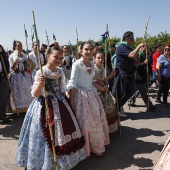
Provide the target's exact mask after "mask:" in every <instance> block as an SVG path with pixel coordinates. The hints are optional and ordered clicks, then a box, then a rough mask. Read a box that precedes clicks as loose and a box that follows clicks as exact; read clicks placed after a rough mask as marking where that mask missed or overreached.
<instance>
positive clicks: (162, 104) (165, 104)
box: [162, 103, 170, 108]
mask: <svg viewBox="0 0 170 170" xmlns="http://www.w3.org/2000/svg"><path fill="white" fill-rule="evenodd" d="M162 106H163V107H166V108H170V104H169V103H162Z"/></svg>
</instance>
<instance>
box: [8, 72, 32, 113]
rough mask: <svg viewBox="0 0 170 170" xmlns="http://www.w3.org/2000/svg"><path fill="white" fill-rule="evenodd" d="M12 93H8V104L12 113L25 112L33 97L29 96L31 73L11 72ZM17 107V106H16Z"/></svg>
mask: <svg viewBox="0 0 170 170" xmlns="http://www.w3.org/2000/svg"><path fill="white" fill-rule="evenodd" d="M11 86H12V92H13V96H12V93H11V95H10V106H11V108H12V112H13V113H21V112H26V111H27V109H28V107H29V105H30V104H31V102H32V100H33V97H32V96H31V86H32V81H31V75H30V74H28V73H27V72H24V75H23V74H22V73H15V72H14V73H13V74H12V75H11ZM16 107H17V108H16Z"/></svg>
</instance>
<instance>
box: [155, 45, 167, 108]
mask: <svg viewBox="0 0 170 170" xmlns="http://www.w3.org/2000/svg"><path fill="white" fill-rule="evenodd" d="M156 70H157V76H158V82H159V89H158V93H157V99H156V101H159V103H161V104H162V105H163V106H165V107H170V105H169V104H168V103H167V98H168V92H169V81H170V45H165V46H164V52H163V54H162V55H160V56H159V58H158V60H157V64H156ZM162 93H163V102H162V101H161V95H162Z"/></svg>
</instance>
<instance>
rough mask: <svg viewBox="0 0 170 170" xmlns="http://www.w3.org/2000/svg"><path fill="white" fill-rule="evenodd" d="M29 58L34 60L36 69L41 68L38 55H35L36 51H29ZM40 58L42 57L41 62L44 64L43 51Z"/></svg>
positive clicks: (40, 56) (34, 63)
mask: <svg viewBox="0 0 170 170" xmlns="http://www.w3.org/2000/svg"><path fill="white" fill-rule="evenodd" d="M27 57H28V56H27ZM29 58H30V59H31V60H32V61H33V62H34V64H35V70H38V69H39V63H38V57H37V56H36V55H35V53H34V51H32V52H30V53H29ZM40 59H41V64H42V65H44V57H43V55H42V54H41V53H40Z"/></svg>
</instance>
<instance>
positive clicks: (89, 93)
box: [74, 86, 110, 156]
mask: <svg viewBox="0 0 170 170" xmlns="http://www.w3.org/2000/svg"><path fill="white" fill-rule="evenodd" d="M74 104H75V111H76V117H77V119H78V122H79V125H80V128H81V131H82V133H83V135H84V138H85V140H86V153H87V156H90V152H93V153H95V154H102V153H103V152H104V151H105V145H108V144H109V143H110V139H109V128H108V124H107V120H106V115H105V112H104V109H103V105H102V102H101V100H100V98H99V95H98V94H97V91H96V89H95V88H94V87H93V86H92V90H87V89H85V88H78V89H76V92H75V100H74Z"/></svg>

§

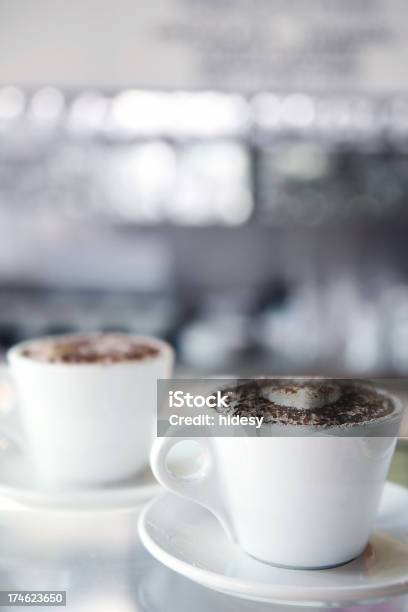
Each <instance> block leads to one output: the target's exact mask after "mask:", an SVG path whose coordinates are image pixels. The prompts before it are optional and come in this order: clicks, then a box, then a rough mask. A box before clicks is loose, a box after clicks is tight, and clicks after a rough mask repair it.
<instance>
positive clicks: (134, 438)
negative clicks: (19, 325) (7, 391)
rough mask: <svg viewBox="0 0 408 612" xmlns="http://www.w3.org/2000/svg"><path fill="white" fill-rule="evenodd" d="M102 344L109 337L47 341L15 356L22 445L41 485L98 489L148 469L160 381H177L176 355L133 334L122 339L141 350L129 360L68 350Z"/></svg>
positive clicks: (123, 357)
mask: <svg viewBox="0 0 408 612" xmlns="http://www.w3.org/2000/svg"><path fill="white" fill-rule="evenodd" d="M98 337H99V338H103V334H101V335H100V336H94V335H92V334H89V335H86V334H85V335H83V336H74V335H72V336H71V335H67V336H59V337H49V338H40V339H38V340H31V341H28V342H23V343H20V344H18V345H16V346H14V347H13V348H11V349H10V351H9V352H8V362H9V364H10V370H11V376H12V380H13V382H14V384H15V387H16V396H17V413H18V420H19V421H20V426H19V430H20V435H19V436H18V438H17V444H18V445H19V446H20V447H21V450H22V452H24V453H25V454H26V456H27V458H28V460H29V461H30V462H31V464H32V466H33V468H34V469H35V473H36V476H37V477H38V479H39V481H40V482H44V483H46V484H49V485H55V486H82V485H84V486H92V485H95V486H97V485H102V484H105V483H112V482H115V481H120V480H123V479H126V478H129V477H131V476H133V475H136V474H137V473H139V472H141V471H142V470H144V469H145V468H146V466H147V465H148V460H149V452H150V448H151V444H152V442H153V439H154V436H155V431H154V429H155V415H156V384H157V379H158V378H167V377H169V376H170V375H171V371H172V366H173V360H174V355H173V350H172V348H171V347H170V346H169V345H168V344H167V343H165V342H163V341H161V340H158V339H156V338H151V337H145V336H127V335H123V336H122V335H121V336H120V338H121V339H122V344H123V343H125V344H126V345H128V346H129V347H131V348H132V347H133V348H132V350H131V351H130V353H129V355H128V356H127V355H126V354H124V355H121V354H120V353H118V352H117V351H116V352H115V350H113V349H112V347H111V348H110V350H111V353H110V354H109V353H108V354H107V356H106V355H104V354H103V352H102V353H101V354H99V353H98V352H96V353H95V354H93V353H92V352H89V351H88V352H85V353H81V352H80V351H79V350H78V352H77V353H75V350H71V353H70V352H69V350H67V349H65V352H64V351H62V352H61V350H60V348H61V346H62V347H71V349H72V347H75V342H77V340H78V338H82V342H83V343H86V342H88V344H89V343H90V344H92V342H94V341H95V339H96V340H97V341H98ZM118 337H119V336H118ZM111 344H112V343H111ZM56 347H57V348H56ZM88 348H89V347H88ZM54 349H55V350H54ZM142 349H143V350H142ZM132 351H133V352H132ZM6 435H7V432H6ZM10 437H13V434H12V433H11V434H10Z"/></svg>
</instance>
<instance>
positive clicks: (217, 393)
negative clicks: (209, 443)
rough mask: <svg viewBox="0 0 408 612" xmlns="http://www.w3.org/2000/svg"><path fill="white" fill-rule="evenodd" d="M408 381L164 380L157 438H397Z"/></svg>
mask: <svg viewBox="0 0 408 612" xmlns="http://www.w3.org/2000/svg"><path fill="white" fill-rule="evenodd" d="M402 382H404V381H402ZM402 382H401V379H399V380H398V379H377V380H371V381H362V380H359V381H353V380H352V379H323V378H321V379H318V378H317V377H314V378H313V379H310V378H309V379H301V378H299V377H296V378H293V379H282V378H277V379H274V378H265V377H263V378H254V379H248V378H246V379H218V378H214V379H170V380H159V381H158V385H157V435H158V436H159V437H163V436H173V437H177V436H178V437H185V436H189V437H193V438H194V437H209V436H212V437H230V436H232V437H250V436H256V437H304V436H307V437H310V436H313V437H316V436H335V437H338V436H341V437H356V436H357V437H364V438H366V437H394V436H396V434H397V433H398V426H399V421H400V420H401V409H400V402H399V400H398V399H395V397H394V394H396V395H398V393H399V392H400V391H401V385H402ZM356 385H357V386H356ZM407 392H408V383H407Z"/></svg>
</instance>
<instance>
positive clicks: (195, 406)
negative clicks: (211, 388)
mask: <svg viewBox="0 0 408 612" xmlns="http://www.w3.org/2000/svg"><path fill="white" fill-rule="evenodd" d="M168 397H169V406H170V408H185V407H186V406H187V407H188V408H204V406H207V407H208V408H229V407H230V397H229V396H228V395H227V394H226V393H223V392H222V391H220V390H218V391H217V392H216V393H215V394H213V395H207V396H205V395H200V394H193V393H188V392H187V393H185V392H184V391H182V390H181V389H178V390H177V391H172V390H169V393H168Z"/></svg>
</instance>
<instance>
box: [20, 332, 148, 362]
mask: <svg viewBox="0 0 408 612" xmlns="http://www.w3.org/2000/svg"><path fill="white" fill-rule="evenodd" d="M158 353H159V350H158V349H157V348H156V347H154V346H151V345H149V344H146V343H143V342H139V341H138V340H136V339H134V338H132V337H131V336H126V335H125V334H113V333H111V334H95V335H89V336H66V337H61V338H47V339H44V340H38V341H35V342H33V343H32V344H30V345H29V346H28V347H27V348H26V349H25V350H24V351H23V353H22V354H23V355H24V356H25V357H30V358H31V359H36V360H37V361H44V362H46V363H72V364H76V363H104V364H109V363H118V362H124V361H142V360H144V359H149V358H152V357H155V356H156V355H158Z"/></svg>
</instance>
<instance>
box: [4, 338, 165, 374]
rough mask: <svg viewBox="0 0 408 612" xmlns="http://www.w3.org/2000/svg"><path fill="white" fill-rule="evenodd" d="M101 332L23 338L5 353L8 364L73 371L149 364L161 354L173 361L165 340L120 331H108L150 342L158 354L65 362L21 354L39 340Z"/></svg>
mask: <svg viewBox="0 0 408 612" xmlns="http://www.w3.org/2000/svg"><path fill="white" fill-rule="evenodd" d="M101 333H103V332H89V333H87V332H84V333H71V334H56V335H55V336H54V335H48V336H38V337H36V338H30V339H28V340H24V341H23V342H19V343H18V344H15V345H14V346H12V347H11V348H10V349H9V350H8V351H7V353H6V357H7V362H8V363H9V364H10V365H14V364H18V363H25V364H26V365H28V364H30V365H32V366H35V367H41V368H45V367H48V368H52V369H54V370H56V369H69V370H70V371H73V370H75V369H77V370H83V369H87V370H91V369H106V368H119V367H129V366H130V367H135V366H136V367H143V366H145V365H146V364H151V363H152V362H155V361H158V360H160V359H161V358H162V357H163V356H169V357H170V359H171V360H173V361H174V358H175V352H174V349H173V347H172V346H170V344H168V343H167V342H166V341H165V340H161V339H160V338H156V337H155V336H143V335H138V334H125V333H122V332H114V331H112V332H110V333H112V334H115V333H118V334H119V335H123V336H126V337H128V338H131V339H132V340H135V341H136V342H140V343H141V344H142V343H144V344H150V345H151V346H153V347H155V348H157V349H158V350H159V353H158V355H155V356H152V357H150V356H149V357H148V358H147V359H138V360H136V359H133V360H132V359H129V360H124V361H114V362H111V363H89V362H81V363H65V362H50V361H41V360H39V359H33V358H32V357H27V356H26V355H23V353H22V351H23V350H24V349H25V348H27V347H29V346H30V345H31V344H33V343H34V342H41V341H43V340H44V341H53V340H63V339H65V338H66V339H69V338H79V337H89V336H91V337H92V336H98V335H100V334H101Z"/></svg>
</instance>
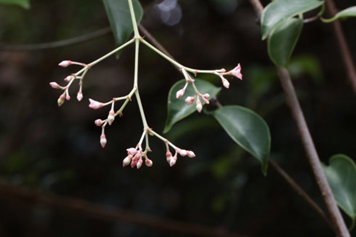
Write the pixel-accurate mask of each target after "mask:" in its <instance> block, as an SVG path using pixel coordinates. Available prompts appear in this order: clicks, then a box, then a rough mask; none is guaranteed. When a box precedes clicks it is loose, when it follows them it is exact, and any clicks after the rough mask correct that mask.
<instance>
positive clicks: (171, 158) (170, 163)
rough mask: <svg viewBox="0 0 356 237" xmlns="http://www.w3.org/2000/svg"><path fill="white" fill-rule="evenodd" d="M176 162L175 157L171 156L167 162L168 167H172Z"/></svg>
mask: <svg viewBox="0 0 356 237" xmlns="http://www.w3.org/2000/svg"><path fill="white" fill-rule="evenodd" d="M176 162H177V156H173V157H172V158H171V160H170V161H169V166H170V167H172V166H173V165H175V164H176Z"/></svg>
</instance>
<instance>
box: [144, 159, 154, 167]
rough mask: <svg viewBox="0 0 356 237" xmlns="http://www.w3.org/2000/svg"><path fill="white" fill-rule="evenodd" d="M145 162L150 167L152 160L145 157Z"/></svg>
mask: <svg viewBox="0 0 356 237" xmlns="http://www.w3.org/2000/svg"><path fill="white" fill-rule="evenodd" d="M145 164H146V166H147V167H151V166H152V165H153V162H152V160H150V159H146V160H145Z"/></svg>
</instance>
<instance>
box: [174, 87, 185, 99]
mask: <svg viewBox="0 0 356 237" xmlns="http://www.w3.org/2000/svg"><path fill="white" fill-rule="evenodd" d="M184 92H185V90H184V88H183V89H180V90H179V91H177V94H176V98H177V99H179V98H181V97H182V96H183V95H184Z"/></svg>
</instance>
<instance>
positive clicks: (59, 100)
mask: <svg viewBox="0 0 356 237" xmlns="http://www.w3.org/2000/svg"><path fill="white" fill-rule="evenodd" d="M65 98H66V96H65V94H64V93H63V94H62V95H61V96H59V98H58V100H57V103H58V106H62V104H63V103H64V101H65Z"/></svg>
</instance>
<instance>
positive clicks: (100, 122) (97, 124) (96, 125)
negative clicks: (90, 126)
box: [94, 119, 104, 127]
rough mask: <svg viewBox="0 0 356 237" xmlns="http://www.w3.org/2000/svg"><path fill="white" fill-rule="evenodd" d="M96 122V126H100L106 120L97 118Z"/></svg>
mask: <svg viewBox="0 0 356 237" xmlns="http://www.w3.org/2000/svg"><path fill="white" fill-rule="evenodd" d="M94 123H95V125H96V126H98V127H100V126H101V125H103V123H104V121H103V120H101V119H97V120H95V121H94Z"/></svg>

§

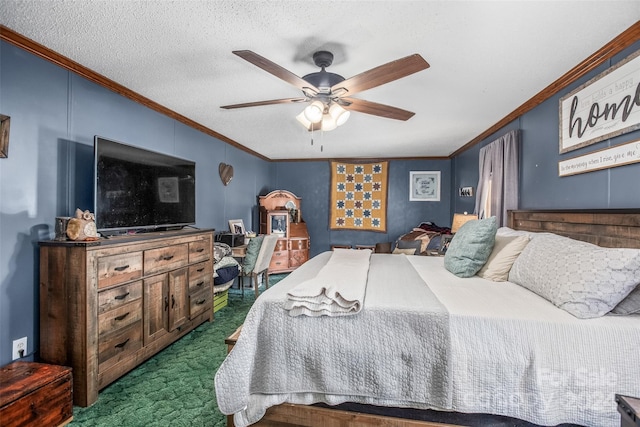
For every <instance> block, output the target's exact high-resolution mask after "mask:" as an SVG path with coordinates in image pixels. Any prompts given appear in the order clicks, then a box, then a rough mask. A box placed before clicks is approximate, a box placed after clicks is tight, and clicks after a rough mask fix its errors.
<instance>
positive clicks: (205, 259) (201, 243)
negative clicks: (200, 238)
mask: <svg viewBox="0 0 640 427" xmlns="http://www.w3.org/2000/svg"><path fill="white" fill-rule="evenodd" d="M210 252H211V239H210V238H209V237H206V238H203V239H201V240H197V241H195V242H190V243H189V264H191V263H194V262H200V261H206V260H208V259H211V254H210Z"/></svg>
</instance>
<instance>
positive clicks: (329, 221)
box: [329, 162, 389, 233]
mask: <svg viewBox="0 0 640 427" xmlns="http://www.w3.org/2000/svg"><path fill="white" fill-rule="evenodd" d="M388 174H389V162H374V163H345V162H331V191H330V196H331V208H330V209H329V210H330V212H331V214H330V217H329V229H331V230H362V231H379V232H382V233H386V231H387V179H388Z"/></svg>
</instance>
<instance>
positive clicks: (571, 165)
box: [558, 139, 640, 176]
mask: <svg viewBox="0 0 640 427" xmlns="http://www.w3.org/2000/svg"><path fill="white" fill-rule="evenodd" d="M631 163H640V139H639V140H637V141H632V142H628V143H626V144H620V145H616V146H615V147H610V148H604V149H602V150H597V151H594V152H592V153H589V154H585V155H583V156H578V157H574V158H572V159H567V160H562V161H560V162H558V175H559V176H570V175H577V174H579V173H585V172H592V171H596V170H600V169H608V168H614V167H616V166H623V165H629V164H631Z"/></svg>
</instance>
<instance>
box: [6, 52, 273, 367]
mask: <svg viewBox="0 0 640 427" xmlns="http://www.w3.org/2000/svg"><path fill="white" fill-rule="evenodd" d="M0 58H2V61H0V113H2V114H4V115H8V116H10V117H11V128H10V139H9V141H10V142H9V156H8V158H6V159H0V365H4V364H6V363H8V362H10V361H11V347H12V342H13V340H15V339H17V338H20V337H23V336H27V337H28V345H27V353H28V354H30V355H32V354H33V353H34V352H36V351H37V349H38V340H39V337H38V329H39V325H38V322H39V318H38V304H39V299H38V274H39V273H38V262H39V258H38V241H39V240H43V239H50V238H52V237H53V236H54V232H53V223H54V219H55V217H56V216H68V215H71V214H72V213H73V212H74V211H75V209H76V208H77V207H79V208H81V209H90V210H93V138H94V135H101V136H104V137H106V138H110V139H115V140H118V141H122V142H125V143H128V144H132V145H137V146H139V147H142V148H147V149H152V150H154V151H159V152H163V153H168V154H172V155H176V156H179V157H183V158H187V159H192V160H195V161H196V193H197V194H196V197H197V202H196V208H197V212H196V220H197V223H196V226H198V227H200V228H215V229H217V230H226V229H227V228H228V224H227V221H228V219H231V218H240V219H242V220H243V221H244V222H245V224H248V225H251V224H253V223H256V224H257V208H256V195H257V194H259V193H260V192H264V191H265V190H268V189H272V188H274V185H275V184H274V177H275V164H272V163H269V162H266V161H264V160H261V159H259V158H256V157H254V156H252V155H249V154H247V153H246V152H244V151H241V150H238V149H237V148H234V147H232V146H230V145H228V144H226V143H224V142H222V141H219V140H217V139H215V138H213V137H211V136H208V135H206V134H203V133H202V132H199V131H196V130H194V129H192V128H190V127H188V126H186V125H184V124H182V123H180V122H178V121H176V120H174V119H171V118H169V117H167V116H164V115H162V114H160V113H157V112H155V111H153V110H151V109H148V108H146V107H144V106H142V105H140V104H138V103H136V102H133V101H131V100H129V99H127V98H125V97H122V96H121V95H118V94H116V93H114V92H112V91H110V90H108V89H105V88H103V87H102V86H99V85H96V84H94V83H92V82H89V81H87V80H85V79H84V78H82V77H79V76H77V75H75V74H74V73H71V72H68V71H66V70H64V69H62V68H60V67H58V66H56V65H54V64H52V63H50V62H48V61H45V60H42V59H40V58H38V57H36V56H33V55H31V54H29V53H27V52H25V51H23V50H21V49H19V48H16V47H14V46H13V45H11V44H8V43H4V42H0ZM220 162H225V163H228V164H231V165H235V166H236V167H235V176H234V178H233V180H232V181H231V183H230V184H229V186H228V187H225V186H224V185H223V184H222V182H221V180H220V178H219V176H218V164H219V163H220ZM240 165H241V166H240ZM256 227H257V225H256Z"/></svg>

§

(EXERCISE) All that is wanted is a faithful reproduction of the line above with "box: [8, 72, 32, 113]", the line with "positive clicks: (89, 93)", and every line in between.

(RESULT OF THE EXERCISE)
box: [8, 72, 32, 113]
rough mask: <svg viewBox="0 0 170 170" xmlns="http://www.w3.org/2000/svg"><path fill="white" fill-rule="evenodd" d="M12 93H8V104L12 113L25 112L33 97L29 96L31 73L11 72ZM17 107V106H16Z"/></svg>
mask: <svg viewBox="0 0 170 170" xmlns="http://www.w3.org/2000/svg"><path fill="white" fill-rule="evenodd" d="M11 86H12V92H13V96H12V93H11V95H10V106H11V108H12V112H13V113H21V112H26V111H27V109H28V107H29V105H30V104H31V102H32V100H33V97H32V96H31V86H32V81H31V75H30V74H28V73H27V72H24V75H23V74H22V73H15V72H14V73H13V74H12V75H11ZM16 107H17V108H16Z"/></svg>
</instance>
<instance>
box: [155, 45, 167, 108]
mask: <svg viewBox="0 0 170 170" xmlns="http://www.w3.org/2000/svg"><path fill="white" fill-rule="evenodd" d="M156 70H157V76H158V82H159V89H158V93H157V99H156V101H159V103H161V104H162V105H163V106H165V107H170V105H169V104H168V103H167V98H168V92H169V81H170V45H165V46H164V52H163V54H162V55H160V56H159V58H158V60H157V64H156ZM162 93H163V102H162V101H161V95H162Z"/></svg>
</instance>
<instance>
rough mask: <svg viewBox="0 0 170 170" xmlns="http://www.w3.org/2000/svg"><path fill="white" fill-rule="evenodd" d="M29 58L34 60L36 69L41 68L38 55H35L36 51H29ZM40 58L42 57L41 62L44 64L43 51Z"/></svg>
positive clicks: (40, 56) (34, 63)
mask: <svg viewBox="0 0 170 170" xmlns="http://www.w3.org/2000/svg"><path fill="white" fill-rule="evenodd" d="M27 57H28V56H27ZM29 58H30V59H31V60H32V61H33V62H34V64H35V70H38V69H39V63H38V57H37V56H36V55H35V53H34V51H32V52H30V53H29ZM40 59H41V64H42V65H44V57H43V55H42V54H41V53H40Z"/></svg>
</instance>
<instance>
positive clicks: (89, 93)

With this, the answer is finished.